** SOURCE DOCUMENT **
As organisations around South Africa scrambled to continue functioning with employees working from home it became painfully clear that digital transformation had been slow.

This goes for both the private sector as well as the public sector though one could argue that the many within the former have made moves to go digital for some time now.

But even with that in mind, there are many more businesses which have still not embraced digital transformation. According to chief digital officer at e4, Ryan Barlow, there are multiple avenues through which organisations can pursue digital transformation – it’s just a matter of taking the leap.

“Digital solutions are established enough to grow and evolve, but if organisations want to remain relevant, and have digital-first and ultimately digital-only solutions in place, they need to transform with a sense of urgency,” says Barlow.

The tools are available to organisations but Barlow says that the problem comes in when it’s time to transform. Compliance and governance often stymie this process but COVID-19 has acted as a sort of unknowing catalyst through which digital transformation is no longer an option but a necessity.

A report from PWC showcases that no local manufacturers are embracing digital transformation in a meaningful way. To add insult to injury, growth expectations (as regards digital transformation) remained at the level they were almost two years prior to the publishing of the report.

We are also encouraged at the rapid response from government during the pandemic and how it has embraced the digital era. Of course more can be done but small victories still count.

“COVID-19 has changed the way business is driven in our country, leadership has realised the importance of technology and how technology can enable service delivery quickly. Several digital solutions are implemented in the short space of time, and services were able to be delivered promptly to the needy,” says Public Sector Director for Software AG, Stanley Rabasotho.

But South Africa still faces multiple barriers that make digital transformation slow going. Several of these barriers have been highlighted during lockdown and perhaps the most notable is a lack of internet infrastructure.

“Lack of connectivity infrastructure plays a part in installing the path to digital readiness as well as uncertainty around cloud consumption because of security concerns and non-automated process,” the director says.

Siloed data that has no integration with other systems and lack of collaboration with IT and the rest of the business all lead to hiccups in the process of transformation.

What the public sector should be doing now is accelerating its digital strategies. By doing this it can fast track 4th Industrial Revolution promises of things such as smart cities and better service delivery through digital platforms. Just imagine not having to rely on a third-party application to know when the lights are going to go out.

However, Rabasotho also says that digital transformation must start at an individual level.

While at first we were taken aback by this statement there is an element of truth to it. Many of us are averse to change and that rings true in many areas of our lives.

Over the years there has been a lot of chatter about how AI is going to replace humans in some jobs and this surely makes folks hesitant to embrace new technologies as they may end up replacing the employee. Getting buy-in from the folks who will use these systems then, makes sense.

This harks back to an interview we did last week with Lenovo Data Centre Group President for the EMEA region, Giovanni Di Filippo.

During that interview, Di Filippo said that businesses should insure that when implementing new solutions, employees are involved in the process.

Digital transformation then is not a simple process and requires a gentle, guiding hand.

Unfortunately the lackadaisical approach until now means that many businesses are at a disadvantage given the current circumstances.

Don’t read that as if it is now too late for digital transformation, it isn’t.

However if you aren’t seriously looking at how your business or department in the public sector can embrace digital solutions, you may question your own decision making in the future.

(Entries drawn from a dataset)

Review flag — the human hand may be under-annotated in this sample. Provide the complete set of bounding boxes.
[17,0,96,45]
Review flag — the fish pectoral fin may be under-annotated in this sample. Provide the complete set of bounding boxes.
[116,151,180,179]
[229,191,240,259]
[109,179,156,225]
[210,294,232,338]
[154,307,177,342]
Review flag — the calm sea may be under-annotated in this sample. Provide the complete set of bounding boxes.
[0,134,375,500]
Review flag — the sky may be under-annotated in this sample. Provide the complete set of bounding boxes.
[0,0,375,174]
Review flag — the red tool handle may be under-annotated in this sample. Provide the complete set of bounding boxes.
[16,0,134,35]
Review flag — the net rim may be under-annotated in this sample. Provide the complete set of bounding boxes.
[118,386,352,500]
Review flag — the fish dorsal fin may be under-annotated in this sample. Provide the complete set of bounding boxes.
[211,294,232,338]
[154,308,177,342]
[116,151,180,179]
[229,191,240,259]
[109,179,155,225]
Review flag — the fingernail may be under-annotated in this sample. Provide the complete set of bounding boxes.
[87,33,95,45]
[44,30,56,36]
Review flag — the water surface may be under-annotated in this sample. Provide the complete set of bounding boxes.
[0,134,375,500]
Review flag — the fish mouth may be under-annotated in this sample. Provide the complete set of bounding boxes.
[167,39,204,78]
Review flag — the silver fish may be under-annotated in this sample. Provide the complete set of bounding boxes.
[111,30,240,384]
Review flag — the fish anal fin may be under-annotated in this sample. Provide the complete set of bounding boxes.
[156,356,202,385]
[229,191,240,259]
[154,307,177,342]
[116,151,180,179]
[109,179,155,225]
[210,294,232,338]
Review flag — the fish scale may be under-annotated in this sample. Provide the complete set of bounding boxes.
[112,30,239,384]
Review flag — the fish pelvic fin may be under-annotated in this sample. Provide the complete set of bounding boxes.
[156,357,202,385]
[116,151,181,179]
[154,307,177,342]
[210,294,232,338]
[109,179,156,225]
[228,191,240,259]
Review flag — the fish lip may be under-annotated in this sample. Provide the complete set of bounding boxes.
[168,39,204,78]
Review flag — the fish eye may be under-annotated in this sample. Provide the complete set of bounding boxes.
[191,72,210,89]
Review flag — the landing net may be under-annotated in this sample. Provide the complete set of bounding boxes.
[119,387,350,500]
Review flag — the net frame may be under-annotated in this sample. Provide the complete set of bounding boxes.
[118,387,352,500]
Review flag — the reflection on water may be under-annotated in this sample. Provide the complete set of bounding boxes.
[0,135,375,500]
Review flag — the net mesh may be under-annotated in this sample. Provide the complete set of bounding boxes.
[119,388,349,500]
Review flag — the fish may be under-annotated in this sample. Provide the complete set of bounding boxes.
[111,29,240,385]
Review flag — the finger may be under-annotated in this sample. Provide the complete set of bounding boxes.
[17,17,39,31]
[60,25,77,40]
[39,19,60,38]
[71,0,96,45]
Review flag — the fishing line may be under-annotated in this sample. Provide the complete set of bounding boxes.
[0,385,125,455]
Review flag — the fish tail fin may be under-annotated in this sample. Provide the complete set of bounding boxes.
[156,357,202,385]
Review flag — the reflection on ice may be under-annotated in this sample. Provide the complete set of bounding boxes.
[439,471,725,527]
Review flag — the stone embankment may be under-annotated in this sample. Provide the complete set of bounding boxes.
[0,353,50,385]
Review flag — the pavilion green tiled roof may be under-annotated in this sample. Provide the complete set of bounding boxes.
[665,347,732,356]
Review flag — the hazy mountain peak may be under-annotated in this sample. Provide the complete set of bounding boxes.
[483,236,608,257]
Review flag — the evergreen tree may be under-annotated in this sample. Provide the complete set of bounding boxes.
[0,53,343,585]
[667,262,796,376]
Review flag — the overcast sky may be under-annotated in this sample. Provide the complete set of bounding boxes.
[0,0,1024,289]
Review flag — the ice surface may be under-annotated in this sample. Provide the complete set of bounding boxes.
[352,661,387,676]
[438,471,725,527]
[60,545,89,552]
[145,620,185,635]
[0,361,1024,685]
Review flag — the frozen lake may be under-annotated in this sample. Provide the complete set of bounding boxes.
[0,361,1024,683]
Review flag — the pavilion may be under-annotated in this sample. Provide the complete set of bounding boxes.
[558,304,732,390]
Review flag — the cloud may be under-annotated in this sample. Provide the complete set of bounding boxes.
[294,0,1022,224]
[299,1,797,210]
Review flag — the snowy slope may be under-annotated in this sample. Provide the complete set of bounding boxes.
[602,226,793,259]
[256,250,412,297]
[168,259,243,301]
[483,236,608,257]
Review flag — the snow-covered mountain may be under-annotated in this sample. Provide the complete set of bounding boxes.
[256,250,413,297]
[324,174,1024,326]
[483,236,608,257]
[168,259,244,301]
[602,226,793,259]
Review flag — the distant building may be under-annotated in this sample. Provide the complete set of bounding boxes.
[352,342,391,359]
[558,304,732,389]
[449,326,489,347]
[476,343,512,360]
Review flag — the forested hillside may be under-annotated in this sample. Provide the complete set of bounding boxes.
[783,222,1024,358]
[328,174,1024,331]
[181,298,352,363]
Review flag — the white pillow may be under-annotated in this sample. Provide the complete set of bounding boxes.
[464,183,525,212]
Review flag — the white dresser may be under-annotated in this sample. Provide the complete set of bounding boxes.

** WHAT NEEDS TO BE DONE **
Name each person mentioned in the article on digital transformation in South Africa, with the title and organization the article gives for that person.

** SOLUTION TO THIS PROBLEM **
- Ryan Barlow: chief digital officer at e4
- Stanley Rabasotho: Public Sector Director for Software AG
- Giovanni Di Filippo: Lenovo Data Centre Group President for the EMEA region